What is needed
Every entry must appear in the answer exactly as it does here.
=== Data shown ===
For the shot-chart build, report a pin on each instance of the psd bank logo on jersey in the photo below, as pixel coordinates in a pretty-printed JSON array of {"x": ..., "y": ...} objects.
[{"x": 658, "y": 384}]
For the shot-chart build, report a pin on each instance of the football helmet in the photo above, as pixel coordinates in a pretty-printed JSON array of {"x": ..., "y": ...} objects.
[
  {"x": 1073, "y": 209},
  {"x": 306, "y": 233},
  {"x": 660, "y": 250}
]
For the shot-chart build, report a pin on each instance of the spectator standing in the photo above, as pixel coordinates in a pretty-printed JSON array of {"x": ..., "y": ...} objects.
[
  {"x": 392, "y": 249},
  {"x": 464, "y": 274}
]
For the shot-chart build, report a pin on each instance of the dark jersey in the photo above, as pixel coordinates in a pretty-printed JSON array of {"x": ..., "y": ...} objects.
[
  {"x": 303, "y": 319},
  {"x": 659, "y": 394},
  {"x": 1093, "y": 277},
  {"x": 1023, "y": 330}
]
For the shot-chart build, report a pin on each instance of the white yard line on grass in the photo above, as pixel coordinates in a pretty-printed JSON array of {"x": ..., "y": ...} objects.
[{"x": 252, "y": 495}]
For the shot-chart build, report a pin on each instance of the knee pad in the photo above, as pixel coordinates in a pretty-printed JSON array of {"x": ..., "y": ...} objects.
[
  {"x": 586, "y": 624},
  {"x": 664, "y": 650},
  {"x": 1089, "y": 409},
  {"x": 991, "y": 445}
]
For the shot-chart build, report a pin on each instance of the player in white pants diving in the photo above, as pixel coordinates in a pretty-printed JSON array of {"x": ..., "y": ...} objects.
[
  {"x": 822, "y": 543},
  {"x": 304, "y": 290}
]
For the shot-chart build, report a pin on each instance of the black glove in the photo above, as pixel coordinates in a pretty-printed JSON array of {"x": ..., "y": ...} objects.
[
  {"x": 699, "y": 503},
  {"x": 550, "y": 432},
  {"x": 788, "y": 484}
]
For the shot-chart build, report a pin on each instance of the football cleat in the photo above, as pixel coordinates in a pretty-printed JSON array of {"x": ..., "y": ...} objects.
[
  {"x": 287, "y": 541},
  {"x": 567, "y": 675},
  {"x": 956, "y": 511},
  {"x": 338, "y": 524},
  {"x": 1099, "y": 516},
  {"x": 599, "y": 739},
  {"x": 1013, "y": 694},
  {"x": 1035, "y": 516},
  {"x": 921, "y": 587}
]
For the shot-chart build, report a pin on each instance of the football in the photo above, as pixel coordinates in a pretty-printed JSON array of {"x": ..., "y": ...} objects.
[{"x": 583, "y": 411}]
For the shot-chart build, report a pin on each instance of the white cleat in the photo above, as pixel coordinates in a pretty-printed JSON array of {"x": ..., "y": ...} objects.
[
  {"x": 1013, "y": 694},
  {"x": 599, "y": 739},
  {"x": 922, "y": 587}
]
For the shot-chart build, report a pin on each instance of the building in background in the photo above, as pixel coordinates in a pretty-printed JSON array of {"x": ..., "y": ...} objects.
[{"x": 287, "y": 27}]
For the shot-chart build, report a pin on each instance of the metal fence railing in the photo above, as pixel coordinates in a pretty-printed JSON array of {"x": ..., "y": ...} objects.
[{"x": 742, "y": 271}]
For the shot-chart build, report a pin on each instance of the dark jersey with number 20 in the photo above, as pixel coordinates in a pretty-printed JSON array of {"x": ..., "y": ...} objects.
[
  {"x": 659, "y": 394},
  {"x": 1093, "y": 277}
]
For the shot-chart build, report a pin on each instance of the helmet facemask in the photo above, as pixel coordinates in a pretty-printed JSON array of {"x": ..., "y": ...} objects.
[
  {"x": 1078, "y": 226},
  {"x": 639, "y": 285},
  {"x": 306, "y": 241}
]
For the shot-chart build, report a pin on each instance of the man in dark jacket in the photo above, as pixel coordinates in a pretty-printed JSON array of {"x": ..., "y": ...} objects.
===
Expected output
For the shot-chart build, report a pin on each instance of the psd bank logo on jersey in the photo below, as pixel coordinates in a pretty-printed JSON array of {"x": ..., "y": ...} objects.
[{"x": 658, "y": 384}]
For the shot-chart build, report a pin on each instance of the football helmet in the photo above, as pixel coordinates in a pretty-printed JSON array of {"x": ..., "y": ...} objects.
[
  {"x": 1073, "y": 209},
  {"x": 306, "y": 233},
  {"x": 660, "y": 250}
]
For the shot-chart build, report a pin on each instance of the spectator standing in the photo above, as pixel coordinates in a pretty-printed JSON array of {"x": ..., "y": ...} objects.
[
  {"x": 392, "y": 249},
  {"x": 464, "y": 274}
]
For the shot-chart build, report a pin on each instance of the dark jersey in the photo above, as pixel coordinates in a pretty-printed JSON array of {"x": ..., "y": ...} objects.
[
  {"x": 303, "y": 319},
  {"x": 659, "y": 394},
  {"x": 1093, "y": 277},
  {"x": 1023, "y": 330}
]
For the shot-chart build, report a pin on each instance of the white yard line on grass in the photo above, as pixel coordinates in a pretty-printed JSON array of {"x": ..., "y": ...} objects.
[{"x": 252, "y": 495}]
For the shot-chart build, report a pin on each instance of the knee pad in the photo above, as pixel coordinates in a pretty-printed JSON array of {"x": ..., "y": ...} objects.
[
  {"x": 586, "y": 624},
  {"x": 664, "y": 650},
  {"x": 1089, "y": 409},
  {"x": 991, "y": 445}
]
For the shot-chart build, report a pin on each instance of the player in white pants diving in the photo above, as pixel coordinates in a pretty-printed JSON array of {"x": ..., "y": ...} objects.
[
  {"x": 822, "y": 543},
  {"x": 304, "y": 290}
]
For the shot-chart build, report a pin on each instance of the black glove in the photo above, as pixel coordinates in a pretty-printed JSON array of {"x": ..., "y": ...} objects.
[
  {"x": 699, "y": 503},
  {"x": 550, "y": 432},
  {"x": 788, "y": 484}
]
For the shot-chart build, report a pin on each instance of the football cleat in the photo above, as pixel coordinates in a pretty-printed JSON array of {"x": ..., "y": ...} objects.
[
  {"x": 287, "y": 541},
  {"x": 567, "y": 675},
  {"x": 956, "y": 511},
  {"x": 338, "y": 524},
  {"x": 1099, "y": 516},
  {"x": 599, "y": 739},
  {"x": 1013, "y": 694},
  {"x": 1035, "y": 516},
  {"x": 921, "y": 587}
]
For the shot-chart build, report a pin on each instance of the football in the photo above, as pixel coordinates in a pretty-printed JSON array of {"x": ..., "y": ...} objects.
[{"x": 583, "y": 411}]
For the shot-chart build, report a pin on each instance of the white cleat in the photo above, as pixel coordinates in a pretty-printed JSON array of {"x": ..., "y": ...} objects.
[
  {"x": 1013, "y": 694},
  {"x": 599, "y": 739},
  {"x": 922, "y": 587}
]
For the shot-chart build, report a pin on each instance of the building in background in the photo above, as pixel coordinates in a pretty-printed JSON array of {"x": ..., "y": ...} objects.
[{"x": 287, "y": 27}]
For the shot-chart build, report a pin on each instance of the metal fence railing in the photo above, as pixel coordinates in a pretty-printed JSON array of {"x": ..., "y": ...} objects.
[{"x": 742, "y": 271}]
For the shot-chart build, report a pin on each instance of the dark jersey with number 20 in the photo above, as pixel coordinates in a pretty-printed JSON array of {"x": ..., "y": ...} objects.
[
  {"x": 659, "y": 394},
  {"x": 1093, "y": 277}
]
For the shot-chart build, report a pin on each instance of the helmet facemask in the photo above, as pixel coordinates in a pretty-printed JSON array of {"x": ..., "y": ...} objects.
[
  {"x": 1078, "y": 226},
  {"x": 639, "y": 285},
  {"x": 306, "y": 241}
]
For the shot-chart build, report a pin on each instance of the man in dark jacket in the photo above, as pixel coordinates in a pretty-printed JSON array of {"x": ..., "y": ...} objects.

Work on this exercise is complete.